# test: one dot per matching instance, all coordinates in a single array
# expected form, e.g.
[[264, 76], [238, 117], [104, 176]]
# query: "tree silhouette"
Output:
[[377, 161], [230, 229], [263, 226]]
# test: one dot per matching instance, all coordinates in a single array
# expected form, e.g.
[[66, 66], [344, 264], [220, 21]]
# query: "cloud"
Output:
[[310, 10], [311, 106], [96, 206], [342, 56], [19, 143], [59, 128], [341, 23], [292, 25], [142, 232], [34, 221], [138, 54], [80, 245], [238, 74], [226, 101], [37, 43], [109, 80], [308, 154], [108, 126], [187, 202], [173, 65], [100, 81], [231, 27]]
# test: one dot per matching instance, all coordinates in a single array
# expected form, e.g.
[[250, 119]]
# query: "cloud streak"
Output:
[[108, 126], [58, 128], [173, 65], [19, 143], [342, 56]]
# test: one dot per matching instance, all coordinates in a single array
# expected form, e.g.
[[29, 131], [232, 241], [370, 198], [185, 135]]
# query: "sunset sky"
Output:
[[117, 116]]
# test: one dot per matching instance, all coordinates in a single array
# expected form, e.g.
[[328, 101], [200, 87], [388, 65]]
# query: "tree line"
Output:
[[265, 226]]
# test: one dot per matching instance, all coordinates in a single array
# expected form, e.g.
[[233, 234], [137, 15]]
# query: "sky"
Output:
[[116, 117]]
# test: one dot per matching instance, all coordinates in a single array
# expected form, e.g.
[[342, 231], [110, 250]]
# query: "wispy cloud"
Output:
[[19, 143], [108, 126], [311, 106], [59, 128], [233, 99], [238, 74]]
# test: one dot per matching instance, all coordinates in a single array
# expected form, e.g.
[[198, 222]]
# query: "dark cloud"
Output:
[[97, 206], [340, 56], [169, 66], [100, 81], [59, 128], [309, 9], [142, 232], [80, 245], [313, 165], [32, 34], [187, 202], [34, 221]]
::::
The problem
Output every line of the items above as a JSON list of strings, with one string per line and any blank lines omitted.

Result of this exercise
[
  "# test: one dot per matching instance, all coordinates in a single array",
  "# expected form, e.g.",
  "[[264, 76], [238, 117], [104, 176]]",
  "# query: \"tree silhouette\"",
  "Output:",
  "[[377, 161], [230, 229], [263, 226]]",
  "# test: one dot per matching instance, all coordinates in a single array",
  "# expected form, e.g.",
  "[[66, 66], [344, 264], [220, 21]]",
  "# query: \"cloud\"",
  "Output:",
  "[[310, 10], [311, 106], [96, 206], [342, 56], [19, 143], [59, 128], [341, 23], [292, 25], [142, 232], [34, 221], [138, 54], [80, 245], [238, 74], [226, 101], [37, 43], [109, 80], [308, 154], [108, 126], [187, 202], [173, 65], [100, 81], [231, 27]]",
  "# test: one dot per matching instance, all coordinates in a single array",
  "# expected form, e.g.",
  "[[250, 119]]",
  "# query: \"cloud streak\"",
  "Output:",
  "[[108, 126], [58, 128], [173, 65], [19, 143], [342, 56]]",
  "# test: one dot per matching instance, all coordinates in a single array",
  "# expected form, e.g.",
  "[[29, 131], [232, 241], [370, 198], [185, 135]]",
  "# query: \"sunset sky\"",
  "Output:",
  "[[117, 116]]",
  "# test: one dot per matching instance, all coordinates in a single array",
  "# expected form, e.g.",
  "[[328, 101], [200, 87], [388, 65]]",
  "# query: \"tree line\"",
  "Output:",
  "[[265, 226]]",
  "# test: one dot per matching instance, all coordinates in a single array",
  "# expected form, e.g.",
  "[[233, 234], [137, 15]]",
  "# query: \"sky\"",
  "Output:",
  "[[116, 117]]",
  "# test: one dot per matching instance, all coordinates in a single array",
  "# expected form, e.g.",
  "[[342, 231], [110, 250]]",
  "# query: \"wispy cloud\"",
  "Output:",
  "[[19, 143], [108, 126], [311, 106], [59, 128], [233, 99], [238, 74]]",
  "# test: one dot per matching instance, all coordinates in a single array",
  "# expected form, e.g.",
  "[[198, 222]]",
  "# query: \"dark cloud\"",
  "Output:",
  "[[97, 206], [340, 56], [169, 66], [100, 81], [59, 128], [309, 9], [142, 232], [80, 245], [313, 165], [32, 34], [187, 202], [34, 221]]"
]